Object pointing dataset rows
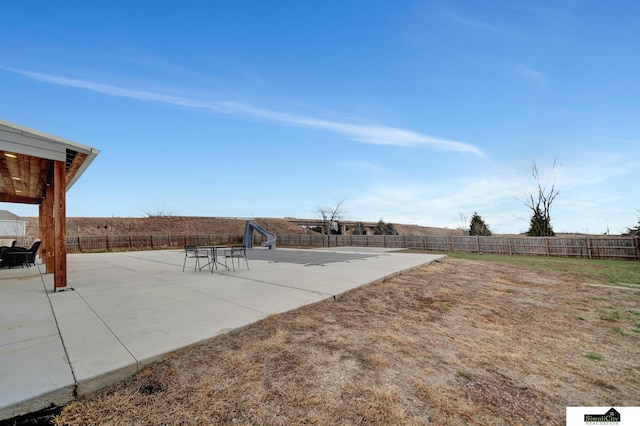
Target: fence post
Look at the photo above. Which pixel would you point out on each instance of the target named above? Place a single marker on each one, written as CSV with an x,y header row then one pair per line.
x,y
546,243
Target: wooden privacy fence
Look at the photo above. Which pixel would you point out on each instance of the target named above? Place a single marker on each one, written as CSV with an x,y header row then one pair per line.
x,y
582,246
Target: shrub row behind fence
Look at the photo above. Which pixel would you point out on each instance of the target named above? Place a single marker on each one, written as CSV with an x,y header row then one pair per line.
x,y
591,247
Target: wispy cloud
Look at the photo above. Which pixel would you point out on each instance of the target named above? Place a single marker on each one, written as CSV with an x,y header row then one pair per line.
x,y
366,133
477,25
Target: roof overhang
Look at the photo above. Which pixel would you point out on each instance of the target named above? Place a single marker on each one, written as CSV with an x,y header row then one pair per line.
x,y
26,162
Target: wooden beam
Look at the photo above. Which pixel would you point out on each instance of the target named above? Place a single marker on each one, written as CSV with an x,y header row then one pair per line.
x,y
60,225
9,198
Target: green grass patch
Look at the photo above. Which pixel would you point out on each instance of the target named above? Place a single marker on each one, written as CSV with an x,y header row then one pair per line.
x,y
619,272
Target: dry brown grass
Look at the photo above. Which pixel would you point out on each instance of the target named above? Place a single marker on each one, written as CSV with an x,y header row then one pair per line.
x,y
455,342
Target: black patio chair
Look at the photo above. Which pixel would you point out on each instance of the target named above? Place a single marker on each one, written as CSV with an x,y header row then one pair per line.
x,y
236,252
21,256
192,252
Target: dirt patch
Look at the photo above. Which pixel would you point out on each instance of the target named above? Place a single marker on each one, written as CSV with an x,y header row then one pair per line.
x,y
455,342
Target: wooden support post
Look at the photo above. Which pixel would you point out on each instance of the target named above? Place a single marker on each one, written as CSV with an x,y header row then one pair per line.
x,y
60,225
47,235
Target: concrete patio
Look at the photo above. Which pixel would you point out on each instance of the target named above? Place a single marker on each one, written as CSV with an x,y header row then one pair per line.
x,y
124,310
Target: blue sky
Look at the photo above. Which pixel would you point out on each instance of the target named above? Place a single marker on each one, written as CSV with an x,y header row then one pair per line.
x,y
410,111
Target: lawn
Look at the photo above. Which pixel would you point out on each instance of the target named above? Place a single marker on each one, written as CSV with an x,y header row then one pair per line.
x,y
468,340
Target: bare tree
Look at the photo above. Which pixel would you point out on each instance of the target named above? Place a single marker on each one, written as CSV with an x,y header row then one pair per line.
x,y
540,205
329,216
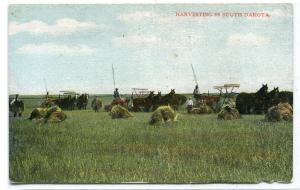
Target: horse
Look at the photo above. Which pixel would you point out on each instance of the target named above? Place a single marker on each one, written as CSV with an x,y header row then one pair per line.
x,y
286,97
156,101
210,101
120,101
67,103
143,103
173,99
82,101
252,103
96,104
17,107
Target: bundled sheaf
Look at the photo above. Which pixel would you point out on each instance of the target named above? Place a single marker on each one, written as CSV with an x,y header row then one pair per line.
x,y
202,109
163,114
283,111
118,111
229,112
51,114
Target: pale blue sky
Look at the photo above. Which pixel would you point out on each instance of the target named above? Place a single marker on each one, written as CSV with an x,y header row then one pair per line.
x,y
74,46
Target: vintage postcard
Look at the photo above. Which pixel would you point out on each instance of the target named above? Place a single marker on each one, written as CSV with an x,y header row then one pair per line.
x,y
150,93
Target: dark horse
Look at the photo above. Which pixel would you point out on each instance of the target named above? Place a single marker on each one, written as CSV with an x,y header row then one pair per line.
x,y
67,103
17,107
286,97
253,103
143,104
173,99
275,97
82,101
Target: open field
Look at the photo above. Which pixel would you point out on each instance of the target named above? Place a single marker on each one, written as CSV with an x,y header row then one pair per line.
x,y
90,147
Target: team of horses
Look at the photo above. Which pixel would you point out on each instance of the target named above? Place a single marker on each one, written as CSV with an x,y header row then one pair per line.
x,y
260,101
152,101
69,102
246,103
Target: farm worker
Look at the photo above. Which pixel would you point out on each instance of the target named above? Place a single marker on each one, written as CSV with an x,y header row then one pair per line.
x,y
16,99
47,95
190,105
116,94
196,93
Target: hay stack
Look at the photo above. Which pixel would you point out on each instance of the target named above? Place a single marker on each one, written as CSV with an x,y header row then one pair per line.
x,y
283,111
228,113
202,109
107,108
118,111
52,114
163,114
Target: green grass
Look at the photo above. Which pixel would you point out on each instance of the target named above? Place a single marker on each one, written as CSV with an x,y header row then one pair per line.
x,y
90,147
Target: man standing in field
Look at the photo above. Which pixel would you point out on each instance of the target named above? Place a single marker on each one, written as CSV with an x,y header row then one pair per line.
x,y
196,93
16,99
116,94
190,105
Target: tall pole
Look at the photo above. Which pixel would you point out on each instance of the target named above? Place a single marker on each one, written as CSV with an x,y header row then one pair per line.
x,y
45,84
195,77
113,70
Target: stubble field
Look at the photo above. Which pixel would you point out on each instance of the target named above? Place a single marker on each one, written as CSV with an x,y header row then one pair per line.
x,y
90,147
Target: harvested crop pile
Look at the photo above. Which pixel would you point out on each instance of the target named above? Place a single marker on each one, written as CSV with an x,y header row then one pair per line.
x,y
202,109
118,111
163,114
228,113
52,114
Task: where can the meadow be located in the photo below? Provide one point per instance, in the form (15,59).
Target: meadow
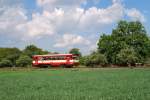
(75,84)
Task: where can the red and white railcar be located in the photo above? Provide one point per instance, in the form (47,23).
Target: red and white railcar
(55,60)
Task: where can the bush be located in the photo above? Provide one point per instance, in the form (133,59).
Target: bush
(127,57)
(6,63)
(94,59)
(23,61)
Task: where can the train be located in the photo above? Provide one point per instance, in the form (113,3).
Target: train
(55,60)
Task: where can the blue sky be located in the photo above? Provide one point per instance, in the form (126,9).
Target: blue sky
(59,25)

■ **GIVEN INSTRUCTION**: Lay out every entry above as a two-column CSV with the header row "instruction,answer" and one row per entry. Put the entry's full text in the instruction field and its answer in the answer field, quote each field, replace any line breaks inside a field with spaces, and leave the pictures out.

■ **RESULT BELOW**:
instruction,answer
"Target: fence post Look at the photo above. Which pixel would you point out on each instance of the target named above? Place a single marker on each one, written as CSV with an x,y header row then one pair per line.","x,y 546,243"
"Target: wooden privacy fence Look at the photo above. Which pixel would you point out on each instance of the target named above? Place a single marker on each one, written as CSV with an x,y header row then one pair per line.","x,y 582,246"
"Target: shrub row behind fence Look at the photo above. Which pixel would you point out on each instance of the target named above? Place a single marker on each one, written as CSV with an x,y header row then one pair per line.","x,y 591,247"
"Target: wispy cloud Look at the photo above. Which pixel would you point out on each instance of the target named above? Place a single marker on each one, written as CSV with an x,y header row then one pair per line.","x,y 366,133 477,25"
"Target: roof overhang Look at the photo above. Which pixel would you point out on each instance of the target named above? Place a single marker on each one, written as CSV with an x,y header row then one pair per line.","x,y 26,162"
"Target: wooden beam Look at the photo above. Which pixel would you point out on each instance of the target named above? Place a single marker on each one, written as CSV with an x,y header row then one pair per line.","x,y 60,225 9,198"
"Target: green grass patch Look at the photo above. Which pixel would you point out on each instance of the target named above? Place a single marker on each one, written as CSV with an x,y header row then one pair per line.","x,y 619,272"
"Target: dry brown grass Look at the photo above. Which pixel would you point out on each instance of the target named above? Place a single marker on each one, written as CSV with an x,y header row then one pair per line.","x,y 455,342"
"Target: black patio chair Look at the photo above. Which pixel would you point out on each instance of the target named above? Place a single marker on each one, written as CSV with an x,y header row then one pair per line.","x,y 236,252 21,256 192,252"
"Target: dirt patch Look at the photo above. Which pixel would you point out on each instance of the target named above? Place a single marker on each one, written as CSV with an x,y header row then one pair per line.","x,y 455,342"
"Target: wooden support post Look at the photo above. Which pixel would you point out on each instance of the target named above? Place a single marker on each one, written as CSV with an x,y header row then one pair per line.","x,y 60,225 47,235"
"Target: concrete patio Look at the photo above. Which pixel would you point out on each instance of the target named above? Place a single marker on each one, written as CSV with an x,y header row then one pair per line.","x,y 124,310"
"Target: blue sky Look at the photo above. Which pixel would you point out on each instance of the target named above? Place a single marker on each one, written as CSV with an x,y header row then one pair per line.","x,y 410,111"
"Target: lawn Look at the photo above. Which pixel would you point out on each instance of the target named above? Place a single marker on each one, written as CSV with an x,y header row then one pair per line.","x,y 468,340"
"Target: bare tree Look at the photo above. Which pixel would you point out on each instance of the target named above? Place a single marker on each one, written as CSV with an x,y header row then one pair per line.","x,y 540,205 329,216"
"Target: horse Look at the photo above. Which pixel would you point out on each instance of the target named above? Place a single marker on each one, written as CSV with an x,y header row then one pair per line.","x,y 286,97 156,101 210,101 120,101 67,103 143,103 173,99 82,101 252,103 96,104 17,107"
"Target: bundled sheaf Look at the photo above. Which pixel would you point out on each instance of the target named above? Place a single marker on each one, written as CSV with an x,y header row then one pair per line.","x,y 202,109 163,114 283,111 118,111 229,112 51,114"
"Target: pale blue sky Look at the photo above. Which pixel would you point out on each instance of the target named above? Place a single marker on each one, written as CSV with an x,y header row then one pair per line.","x,y 74,46"
"Target: vintage postcard Look at the photo above. Which pixel would you point out on each instance of the target named above? Place a single marker on each one, written as CSV with an x,y header row then one pair per line.","x,y 150,93"
"Target: dark horse Look at the photo above. Which pixel would you point out on each instance of the target named above? Place a single marker on each one, written as CSV with an x,y header row then one pair per line.","x,y 67,103 17,107 286,97 253,103 143,104 173,99 275,97 82,101"
"Target: open field Look at the photo above. Which pixel would you point out on each instance of the target named above? Place a single marker on each one, written as CSV with an x,y header row then one pair per line.","x,y 90,147"
"Target: team of horses Look at the photo above. Which pixel would you point out on each instance of the target named above? Place a single marker on each one, written as CSV with an x,y header row then one pair per line.","x,y 260,101 152,101 69,102 246,103"
"Target: farm worker Look at the photo above. Which pixel would you point out on each instance of the target named above? Place a single marker on each one, written as CSV with an x,y header row then one pair per line.","x,y 16,99 47,95 190,105 116,94 196,93"
"Target: hay stack Look at the photo above. Which pixel would you point out on each instance of the target named above? Place a single marker on each one, written as CSV with an x,y header row then one pair per line.","x,y 283,111 228,113 202,109 107,108 118,111 52,114 163,114"
"Target: green grass Look at the photo above. Which pixel would you point out on each instance of the target named above? Place a single marker on each one, written as CSV with an x,y header row then one pair per line.","x,y 90,147"
"Target: man standing in field Look at the photo above. Which pixel would you point out on each instance of the target named above? Place a single marker on each one, written as CSV with an x,y header row then one pair per line.","x,y 196,93 16,99 116,94 190,105"
"Target: tall pole Look at the photo above. Which pixel would you point out on each instance of the target named above? Place a single marker on each one, written as CSV with an x,y header row then one pair per line.","x,y 45,84 195,77 113,70"
"Target: stubble field Look at the photo above. Which pixel would you point out on each instance of the target named above? Place a single marker on each one, written as CSV with an x,y header row then one pair per line.","x,y 90,147"
"Target: harvested crop pile Look at the photo above. Which pixel would you point out on each instance of the target named above? Place a single marker on each one, written as CSV with an x,y header row then one pair per line.","x,y 202,109 118,111 163,114 228,113 52,114"
"Task: where can the meadow be located in the photo below? Provide one point per instance, in the form (15,59). Target: meadow","(75,84)"
"Task: where can the red and white railcar be located in the photo above? Provide one point per instance, in the form (47,23). Target: red and white railcar","(55,60)"
"Task: where can the bush be located in the photo above? Provide one point per instance, in the form (133,59). Target: bush","(127,57) (6,63) (94,59) (23,61)"
"Task: where can the train be located in the photo above? Provide one point per instance, in the form (113,3). Target: train","(55,60)"
"Task: where can the blue sky be located in the photo above? Provide one point per instance, in the form (126,9). Target: blue sky","(59,25)"